• [TRABAJO REQUERIDO]
1/ Indica con qué nombre se nombró alguna vez al abuelo, según el fragmento sobre las tumbas de la carretera austral.
2/ Reproduce sin cambios el pasaje del fragmento sobre las tumbas de la carretera austral que va desde "Retrato sobre cabecera" hasta "por todos lados?".

• [FRAGMENTO DEL TEXTO]

Retrato sobre cabecera de tumba. Cementerio Murta Viejo, comuna de Río Ibáñez


IV

¿Quién es ese tal Temístocles o aquella María (de apellido descascarado)?. ¿Acaso paisanos, chilotes? ¿Quiénes esos otros sin nombre, sin señal alguna de su paso? ¿Gringos avecindados, matreros, prostitutas construyendo una sociedad entre la soledad y la soledad por todos lados?

¿Y aquel otro que alguna vez se le nombró como Pinilla, el abuelo? Ese otro habita ahora junto a varios más el costado de una carretera austral de polvo, agujeros y carpeta suave de cenizas.


Nada se sabrá con certeza y esto alimenta la intención literaria. Todo puede ser ahora si se trata de reconstruir una historia imposible. Abundan relatos orales, grabaciones, apuntes tomados al amparo del mate. Pero todas las historias comparten la grandiosidad de lo mítico, tiempo y espacio detenidos. Sólo lo cristiano abunda en todas partes. A veces bendiciendo el terreno elegido y otras muchas sólo constituyendo el imaginario de la nada.

[Datos de expresiones referenciales]
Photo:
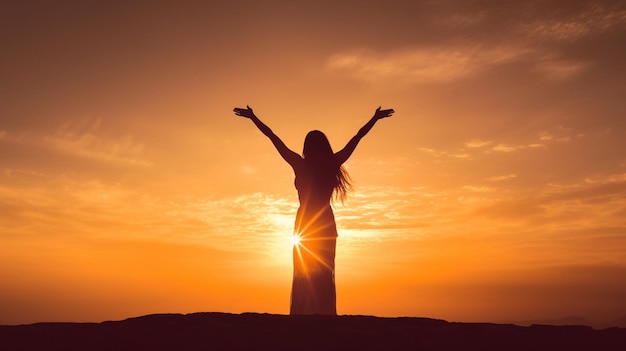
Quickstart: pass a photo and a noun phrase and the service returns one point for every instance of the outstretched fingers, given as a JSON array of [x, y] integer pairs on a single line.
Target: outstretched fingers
[[383, 113], [244, 112]]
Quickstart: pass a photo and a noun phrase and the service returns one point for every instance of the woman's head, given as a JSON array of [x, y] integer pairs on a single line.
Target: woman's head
[[316, 146], [318, 153]]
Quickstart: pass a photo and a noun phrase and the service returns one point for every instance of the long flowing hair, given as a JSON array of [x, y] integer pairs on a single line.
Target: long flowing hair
[[318, 154]]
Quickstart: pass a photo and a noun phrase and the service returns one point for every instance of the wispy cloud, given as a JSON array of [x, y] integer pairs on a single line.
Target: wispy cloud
[[597, 18], [84, 140], [426, 65], [477, 143], [501, 177]]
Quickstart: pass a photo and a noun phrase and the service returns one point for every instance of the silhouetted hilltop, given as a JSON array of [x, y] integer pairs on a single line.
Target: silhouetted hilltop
[[620, 322], [567, 321], [251, 331]]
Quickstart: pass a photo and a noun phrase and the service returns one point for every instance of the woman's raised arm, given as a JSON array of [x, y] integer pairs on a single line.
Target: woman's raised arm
[[343, 155], [291, 157]]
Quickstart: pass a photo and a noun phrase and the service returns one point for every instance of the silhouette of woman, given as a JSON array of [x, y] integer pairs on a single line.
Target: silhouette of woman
[[319, 175]]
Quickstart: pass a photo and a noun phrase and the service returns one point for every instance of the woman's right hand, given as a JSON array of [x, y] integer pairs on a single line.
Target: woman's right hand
[[383, 113], [244, 112]]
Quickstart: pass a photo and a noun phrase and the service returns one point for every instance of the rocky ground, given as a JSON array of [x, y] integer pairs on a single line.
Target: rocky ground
[[251, 331]]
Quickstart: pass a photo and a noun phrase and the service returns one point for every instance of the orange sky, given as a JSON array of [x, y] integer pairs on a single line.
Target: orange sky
[[496, 192]]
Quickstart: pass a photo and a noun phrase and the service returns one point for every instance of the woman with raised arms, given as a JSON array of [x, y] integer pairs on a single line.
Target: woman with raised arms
[[319, 177]]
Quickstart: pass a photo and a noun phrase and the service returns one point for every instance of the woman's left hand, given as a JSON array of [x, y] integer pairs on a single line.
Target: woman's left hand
[[383, 113], [244, 112]]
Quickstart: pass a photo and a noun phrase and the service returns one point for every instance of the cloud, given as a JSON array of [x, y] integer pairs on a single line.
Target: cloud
[[501, 177], [596, 18], [84, 140], [426, 65], [477, 143], [504, 148]]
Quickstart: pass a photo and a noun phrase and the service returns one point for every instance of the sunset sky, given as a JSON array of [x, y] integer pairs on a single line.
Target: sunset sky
[[497, 191]]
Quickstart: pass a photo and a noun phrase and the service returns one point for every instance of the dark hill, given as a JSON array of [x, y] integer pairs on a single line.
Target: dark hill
[[250, 331]]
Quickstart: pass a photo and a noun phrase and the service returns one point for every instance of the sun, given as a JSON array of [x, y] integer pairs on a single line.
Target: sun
[[295, 240]]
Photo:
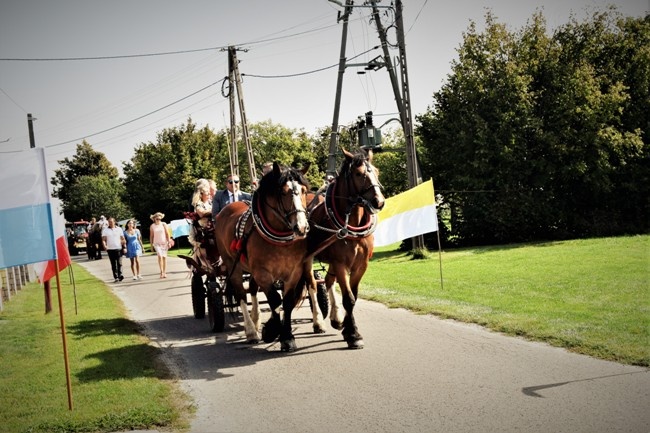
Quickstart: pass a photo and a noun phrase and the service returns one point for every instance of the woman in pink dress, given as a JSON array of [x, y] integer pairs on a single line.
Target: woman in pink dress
[[159, 238]]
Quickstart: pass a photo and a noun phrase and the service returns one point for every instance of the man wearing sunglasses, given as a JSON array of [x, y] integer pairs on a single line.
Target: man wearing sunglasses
[[229, 195]]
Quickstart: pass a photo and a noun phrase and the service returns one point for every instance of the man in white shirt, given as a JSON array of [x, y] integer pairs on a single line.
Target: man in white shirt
[[113, 241], [229, 195]]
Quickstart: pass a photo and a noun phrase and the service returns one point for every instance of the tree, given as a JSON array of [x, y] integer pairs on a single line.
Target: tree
[[533, 136], [83, 166], [94, 196]]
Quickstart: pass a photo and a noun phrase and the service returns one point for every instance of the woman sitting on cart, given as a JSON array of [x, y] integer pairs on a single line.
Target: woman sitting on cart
[[201, 232]]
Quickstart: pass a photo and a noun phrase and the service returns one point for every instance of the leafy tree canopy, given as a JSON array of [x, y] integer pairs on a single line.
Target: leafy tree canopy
[[537, 136]]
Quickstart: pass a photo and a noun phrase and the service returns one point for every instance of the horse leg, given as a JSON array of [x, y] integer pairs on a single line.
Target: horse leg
[[249, 326], [272, 328], [237, 284], [350, 332], [336, 315], [255, 305], [309, 279], [287, 340]]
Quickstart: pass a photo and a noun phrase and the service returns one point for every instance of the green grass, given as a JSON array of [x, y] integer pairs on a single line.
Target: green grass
[[118, 381], [590, 296]]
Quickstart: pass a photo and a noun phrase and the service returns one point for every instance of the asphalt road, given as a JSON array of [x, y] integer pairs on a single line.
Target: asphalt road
[[415, 374]]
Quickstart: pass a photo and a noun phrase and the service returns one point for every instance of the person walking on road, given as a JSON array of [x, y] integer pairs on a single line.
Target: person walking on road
[[134, 247], [113, 242], [160, 241], [231, 194]]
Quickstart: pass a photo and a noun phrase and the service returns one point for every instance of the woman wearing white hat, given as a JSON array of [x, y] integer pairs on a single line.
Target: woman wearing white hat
[[159, 238]]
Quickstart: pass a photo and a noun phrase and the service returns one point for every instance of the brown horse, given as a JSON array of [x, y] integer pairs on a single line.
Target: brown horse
[[269, 241], [348, 211]]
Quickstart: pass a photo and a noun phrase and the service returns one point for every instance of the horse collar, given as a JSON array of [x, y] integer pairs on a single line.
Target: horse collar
[[263, 227]]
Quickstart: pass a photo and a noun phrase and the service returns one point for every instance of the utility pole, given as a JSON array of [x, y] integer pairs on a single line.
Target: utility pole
[[30, 126], [47, 288], [235, 77], [403, 98], [334, 136]]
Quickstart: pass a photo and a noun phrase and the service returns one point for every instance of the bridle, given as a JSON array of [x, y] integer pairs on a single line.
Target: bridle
[[342, 229], [264, 227]]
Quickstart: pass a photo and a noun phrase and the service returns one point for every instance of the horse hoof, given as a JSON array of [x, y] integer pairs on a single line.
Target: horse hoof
[[336, 325], [271, 331], [355, 344], [288, 345]]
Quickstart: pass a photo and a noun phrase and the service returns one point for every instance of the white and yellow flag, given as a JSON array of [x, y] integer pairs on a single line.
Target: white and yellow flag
[[406, 215]]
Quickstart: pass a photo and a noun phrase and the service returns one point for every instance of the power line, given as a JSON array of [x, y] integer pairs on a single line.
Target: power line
[[124, 56], [165, 53], [137, 118], [308, 72], [12, 100]]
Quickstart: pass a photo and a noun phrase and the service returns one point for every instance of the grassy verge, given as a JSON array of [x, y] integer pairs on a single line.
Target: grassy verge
[[590, 296], [118, 381]]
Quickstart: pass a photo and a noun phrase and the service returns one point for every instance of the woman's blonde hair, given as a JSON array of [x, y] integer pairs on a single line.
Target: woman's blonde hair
[[204, 187]]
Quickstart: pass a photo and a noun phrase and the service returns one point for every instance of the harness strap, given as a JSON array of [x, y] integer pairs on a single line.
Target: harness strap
[[341, 226], [268, 233]]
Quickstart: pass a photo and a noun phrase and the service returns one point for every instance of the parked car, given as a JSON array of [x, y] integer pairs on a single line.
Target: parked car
[[77, 233]]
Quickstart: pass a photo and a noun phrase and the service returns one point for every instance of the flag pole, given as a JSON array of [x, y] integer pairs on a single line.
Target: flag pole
[[63, 336], [439, 256], [438, 235]]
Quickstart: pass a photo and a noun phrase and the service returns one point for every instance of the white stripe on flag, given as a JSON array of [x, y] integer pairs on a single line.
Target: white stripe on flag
[[406, 215], [25, 221], [180, 228]]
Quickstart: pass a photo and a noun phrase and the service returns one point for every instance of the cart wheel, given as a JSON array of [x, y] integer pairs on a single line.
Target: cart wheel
[[216, 313], [321, 295], [198, 296]]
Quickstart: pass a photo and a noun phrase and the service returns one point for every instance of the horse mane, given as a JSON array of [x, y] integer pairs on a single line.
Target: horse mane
[[272, 180], [357, 159]]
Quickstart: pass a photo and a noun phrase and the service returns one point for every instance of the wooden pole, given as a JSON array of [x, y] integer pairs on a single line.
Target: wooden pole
[[63, 336]]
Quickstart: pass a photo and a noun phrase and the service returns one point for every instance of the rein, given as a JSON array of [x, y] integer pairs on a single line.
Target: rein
[[341, 223], [264, 228]]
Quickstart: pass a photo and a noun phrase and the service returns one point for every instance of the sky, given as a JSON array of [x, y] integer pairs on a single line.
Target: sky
[[111, 80]]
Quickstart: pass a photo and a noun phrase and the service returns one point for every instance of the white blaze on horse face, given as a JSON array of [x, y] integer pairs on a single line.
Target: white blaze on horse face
[[302, 224], [371, 173]]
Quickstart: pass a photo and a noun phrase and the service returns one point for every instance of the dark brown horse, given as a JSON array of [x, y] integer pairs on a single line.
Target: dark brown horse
[[268, 240], [347, 211]]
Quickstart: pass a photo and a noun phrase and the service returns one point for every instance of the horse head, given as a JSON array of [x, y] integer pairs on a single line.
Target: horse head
[[363, 180], [285, 191]]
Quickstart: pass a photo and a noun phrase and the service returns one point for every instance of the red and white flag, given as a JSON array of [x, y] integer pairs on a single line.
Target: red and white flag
[[46, 270]]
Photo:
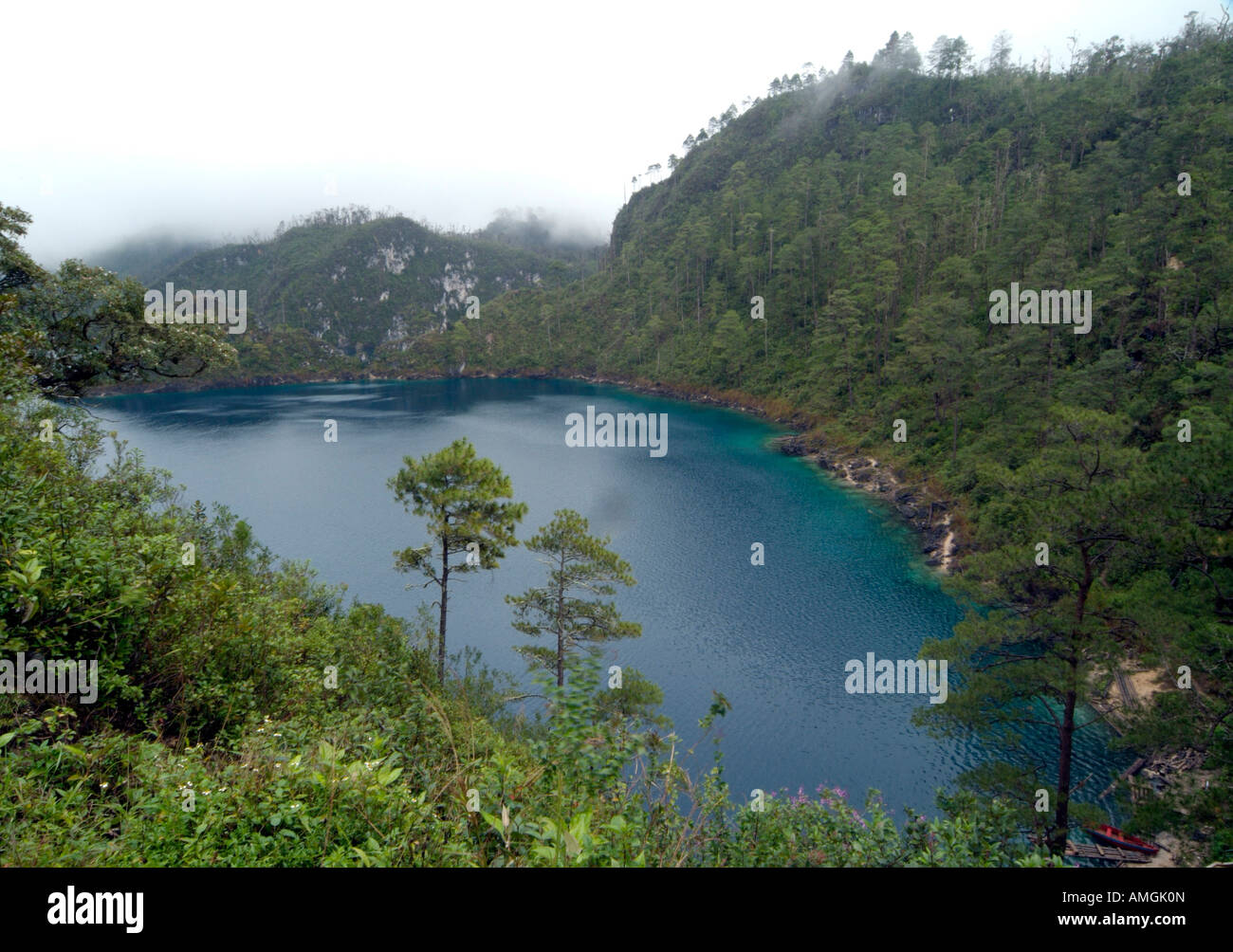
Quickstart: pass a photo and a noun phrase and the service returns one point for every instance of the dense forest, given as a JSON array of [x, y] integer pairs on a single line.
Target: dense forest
[[833, 255]]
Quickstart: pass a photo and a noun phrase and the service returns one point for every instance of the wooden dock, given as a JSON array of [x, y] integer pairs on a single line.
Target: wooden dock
[[1109, 853]]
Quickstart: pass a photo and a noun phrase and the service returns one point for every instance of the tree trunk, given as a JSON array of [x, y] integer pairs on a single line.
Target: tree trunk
[[445, 578], [1065, 746], [560, 627]]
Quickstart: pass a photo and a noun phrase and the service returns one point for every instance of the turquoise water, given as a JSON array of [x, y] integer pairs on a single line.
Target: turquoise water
[[839, 578]]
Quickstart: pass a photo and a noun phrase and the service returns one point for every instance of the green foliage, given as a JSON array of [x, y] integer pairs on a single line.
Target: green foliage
[[578, 562], [460, 495]]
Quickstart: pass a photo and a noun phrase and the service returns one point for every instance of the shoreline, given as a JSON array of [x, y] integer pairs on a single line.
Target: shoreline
[[925, 512]]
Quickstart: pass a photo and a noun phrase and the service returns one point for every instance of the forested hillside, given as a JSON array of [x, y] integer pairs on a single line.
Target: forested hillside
[[331, 290], [833, 254]]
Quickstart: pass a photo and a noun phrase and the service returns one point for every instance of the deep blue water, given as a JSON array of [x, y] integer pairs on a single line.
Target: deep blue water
[[839, 578]]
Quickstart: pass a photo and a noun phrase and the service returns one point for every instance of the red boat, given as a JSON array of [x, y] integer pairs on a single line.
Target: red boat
[[1113, 836]]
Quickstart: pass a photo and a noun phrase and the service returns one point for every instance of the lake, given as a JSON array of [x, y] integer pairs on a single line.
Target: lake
[[841, 578]]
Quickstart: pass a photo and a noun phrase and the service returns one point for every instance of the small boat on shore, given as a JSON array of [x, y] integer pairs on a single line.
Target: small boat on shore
[[1113, 836]]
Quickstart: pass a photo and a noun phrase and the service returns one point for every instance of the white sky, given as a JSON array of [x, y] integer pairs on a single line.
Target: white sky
[[218, 118]]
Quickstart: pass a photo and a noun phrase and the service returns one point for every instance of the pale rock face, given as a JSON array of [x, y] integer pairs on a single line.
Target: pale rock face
[[391, 259], [397, 328], [455, 286]]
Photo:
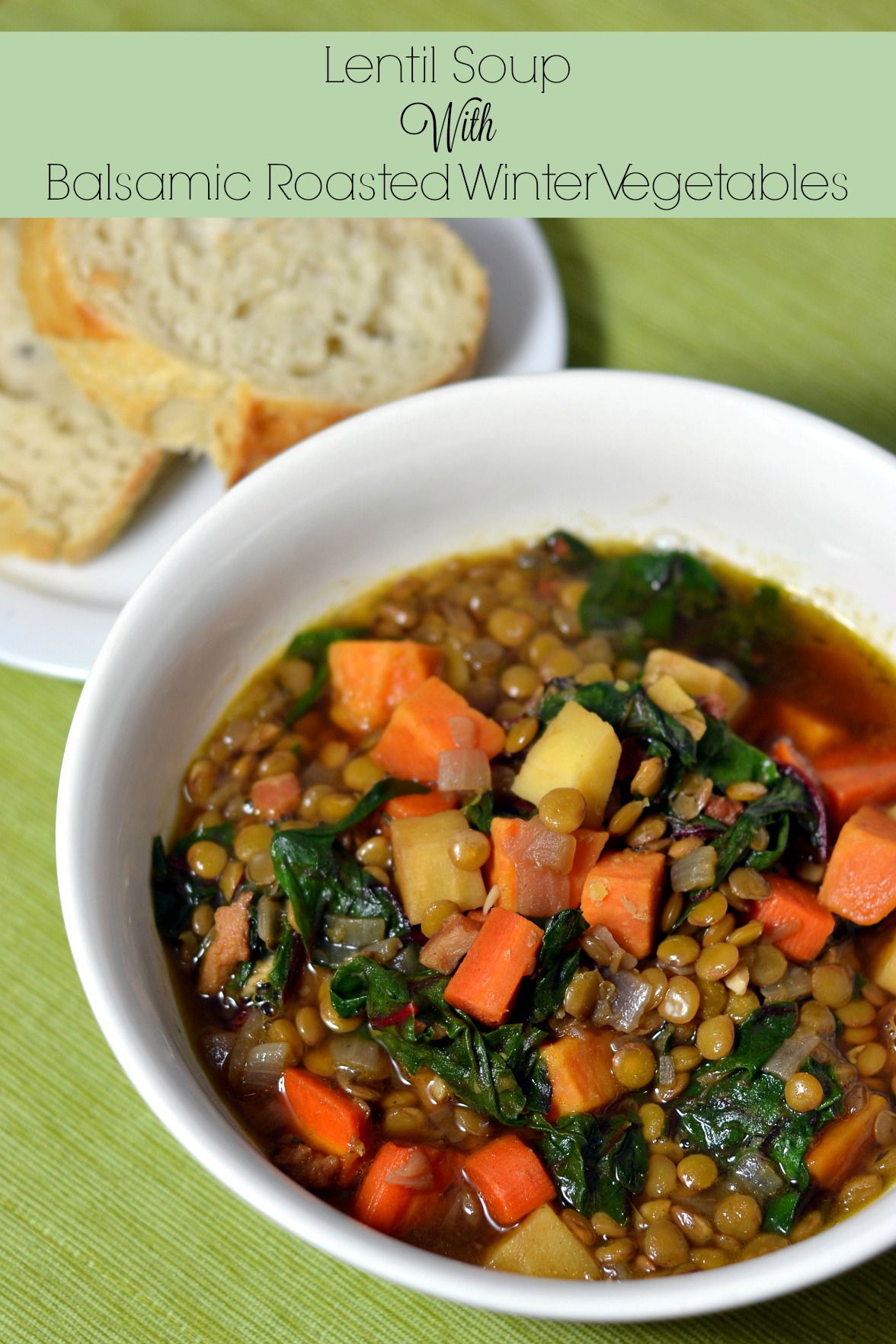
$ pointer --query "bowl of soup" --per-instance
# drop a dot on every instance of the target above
(503, 898)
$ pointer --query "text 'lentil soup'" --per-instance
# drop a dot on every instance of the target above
(539, 913)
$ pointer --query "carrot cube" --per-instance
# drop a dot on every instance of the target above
(277, 795)
(510, 1178)
(811, 731)
(793, 902)
(419, 730)
(487, 981)
(852, 784)
(579, 1071)
(860, 882)
(844, 1144)
(501, 871)
(325, 1118)
(622, 891)
(371, 677)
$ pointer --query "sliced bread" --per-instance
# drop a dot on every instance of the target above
(241, 336)
(70, 478)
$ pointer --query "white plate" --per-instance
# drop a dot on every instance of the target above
(56, 617)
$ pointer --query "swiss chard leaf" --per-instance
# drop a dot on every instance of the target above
(176, 891)
(654, 589)
(556, 965)
(364, 985)
(313, 645)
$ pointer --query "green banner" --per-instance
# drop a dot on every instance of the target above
(590, 124)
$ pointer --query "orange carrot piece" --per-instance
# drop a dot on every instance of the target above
(811, 731)
(327, 1118)
(860, 882)
(850, 786)
(419, 730)
(371, 677)
(277, 795)
(390, 1206)
(485, 983)
(227, 948)
(794, 902)
(501, 870)
(510, 1178)
(622, 893)
(844, 1144)
(419, 804)
(579, 1071)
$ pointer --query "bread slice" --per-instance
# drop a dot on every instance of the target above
(241, 336)
(70, 478)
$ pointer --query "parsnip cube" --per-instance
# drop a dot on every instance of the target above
(669, 695)
(578, 751)
(424, 870)
(544, 1246)
(695, 677)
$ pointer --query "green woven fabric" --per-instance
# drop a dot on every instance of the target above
(107, 1231)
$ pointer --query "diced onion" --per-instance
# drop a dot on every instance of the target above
(633, 997)
(465, 769)
(265, 1064)
(790, 1057)
(354, 933)
(754, 1175)
(364, 1058)
(695, 871)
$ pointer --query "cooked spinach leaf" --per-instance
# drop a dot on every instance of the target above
(176, 891)
(313, 645)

• [TUS RESPUESTAS]
1/ Pinilla.

2/
Retrato sobre cabecera de tumba. Cementerio Murta Viejo, comuna de Río Ibáñez


IV

¿Quién es ese tal Temístocles o aquella María (de apellido descascarado)?. ¿Acaso paisanos, chilotes? ¿Quiénes esos otros sin nombre, sin señal alguna de su paso? ¿Gringos avecindados, matreros, prostitutas construyendo una sociedad entre la soledad y la soledad por todos lados?